***** Seitenauszug
# Meine Modelllandschaft



## Frank (7. Sep. 2009)

Hi,

da ich ja nun leider schon etwas länger zu Hause bin, habe ich mich mal über die Verwirklichung eines Traumes gemacht.

Vor zwei Jahren war ich für mehrere Monate in Sydney/Australien. 
Die Stadt bzw. das Land hats mir echt angetan. Vor einiger Zeit habe ich mir überlegt den Bau einer Modelllandschaft von der Stadt zu versuchen.

Hier ein paar Fotos von meinen ersten Versuchen :

     

Bin gespannt, was ihr davon haltet ...


----------



## axel (7. Sep. 2009)

*AW: Meine Modelllandschaft*

Hallo Frank 




Boa das sieht ja Klasse aus 
Da steckt bestimmt ne Menge Arbeit drin. 
Du hast ja richtig Talent im Modellbauen 

lg
axel


----------



## Testpilot (7. Sep. 2009)

*AW: Meine Modelllandschaft*

HAMMER ..... Respekt absolut sehenswert!!!!!
Hättest mal nichts gesagt und die als Urlaubsfotos eingestellt, dass hätte garantiert niemand gemerkt 

Wirklich sehr schöne Arbeit!!!

Wie hast Du das mit dem Licht bei der Oper gemacht, dass sieht total nach echtem Sonnenlicht aus ?!


----------



## Kama (7. Sep. 2009)

*AW: Meine Modelllandschaft*

Hallo,

vielleicht solltest du das Dach des Opera House nicht in Unschärfe zerfließen lassen, das liegt nämlich auf der gleichen Schärfenebene wie der Unterbau  .

Ansonsten ein sehr faszinierender Effekt, ich habe auch mehrfach hingucken müssen, als ich so ein Foto das erste Mal gesehen habe, die Motive eignen sich bestens!


----------



## Frank (7. Sep. 2009)

*AW: Meine Modelllandschaft*

@ Kama,

sehr gut gesehen, setzen 1. 

ansonsten:


----------



## 69pflanzenfreund69 (10. Sep. 2009)
**********
***** Erfasste Daten
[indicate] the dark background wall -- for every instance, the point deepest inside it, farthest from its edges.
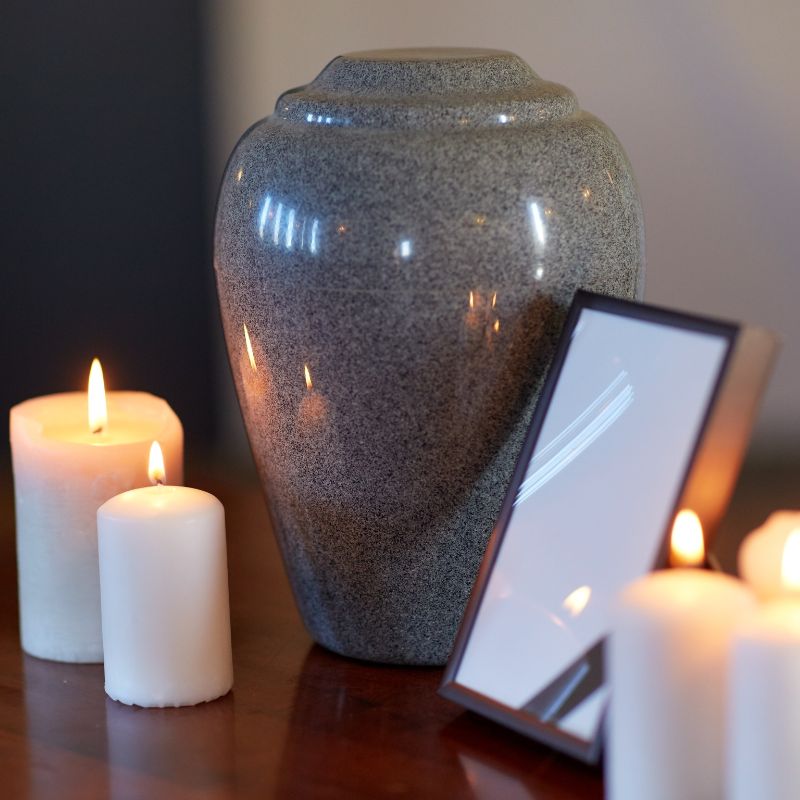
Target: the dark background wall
(104, 221)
**********
- [Aufgaben und Übungen]:
1: Schreiben Sie aus dem Forumsthread zur Modelllandschaft den Abschnitt von „HAMMER ..... Respekt“ bis einschließlich „Kama (7. Sep. 2009)“ wörtlich ab.
2: Beantworten Sie anhand des Forumsthreads zur Modelllandschaft die folgenden Fragen.
(a) Wie lange war Frank vor zwei Jahren in Sydney?
(b) Welchen Teil des Opera House sollte Frank laut Kama nicht in Unschärfe zerfließen lassen?
(c) Wer schreibt, dass in der Arbeit bestimmt eine Menge Arbeit steckt?

- [Vollständige Lösungen]:
1:
HAMMER ..... Respekt absolut sehenswert!!!!!
Hättest mal nichts gesagt und die als Urlaubsfotos eingestellt, dass hätte garantiert niemand gemerkt 

Wirklich sehr schöne Arbeit!!!

Wie hast Du das mit dem Licht bei der Oper gemacht, dass sieht total nach echtem Sonnenlicht aus ?!


----------



## Kama (7. Sep. 2009)

2:
(a) Mehrere Monate.
(b) Das Dach.
(c) axel.